OBJECTIVE: Reproduce the listing below character for character; drop every image.
--- BEGIN ---
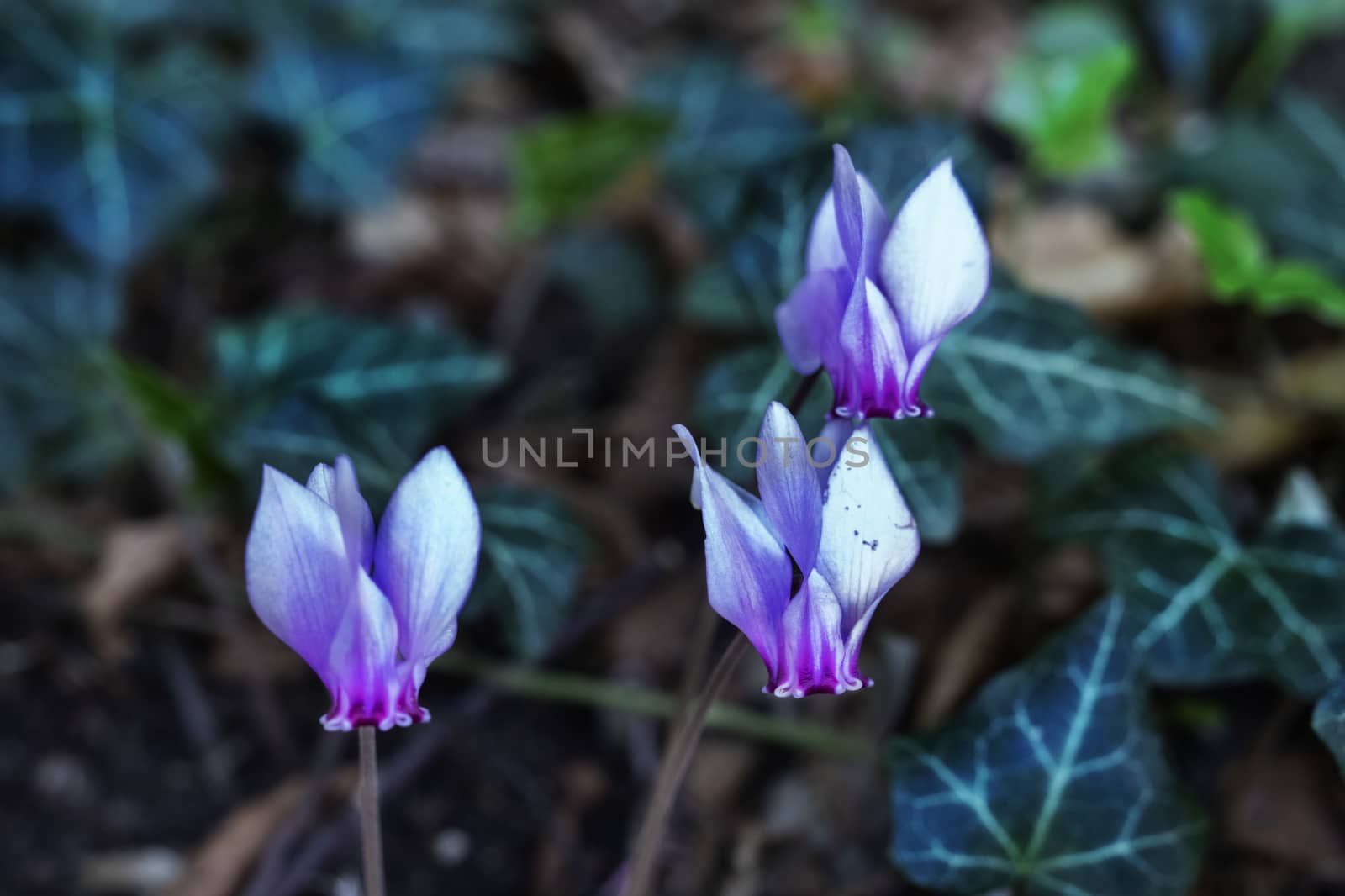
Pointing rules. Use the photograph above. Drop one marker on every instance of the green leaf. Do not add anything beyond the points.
(1239, 264)
(60, 417)
(725, 125)
(535, 553)
(733, 396)
(1284, 171)
(1215, 609)
(353, 111)
(1234, 252)
(926, 459)
(304, 387)
(1052, 782)
(1032, 376)
(1060, 93)
(1329, 721)
(111, 141)
(564, 167)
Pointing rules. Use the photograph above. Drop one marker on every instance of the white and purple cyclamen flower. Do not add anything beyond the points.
--- END ---
FINAL RESULT:
Pointing rules. Use the photograph above. Drop one marker on every instance of the green leaf. Do not add anything beyond the points.
(1239, 264)
(60, 417)
(725, 125)
(535, 553)
(733, 396)
(1284, 171)
(1215, 609)
(353, 111)
(1234, 252)
(926, 459)
(304, 387)
(1052, 782)
(1032, 376)
(1060, 93)
(1329, 721)
(111, 141)
(564, 167)
Pointing rules. Use the photograph above. Drop one marker on every instance of the white and purple cyclamen flower. Do not add anything beyond the points.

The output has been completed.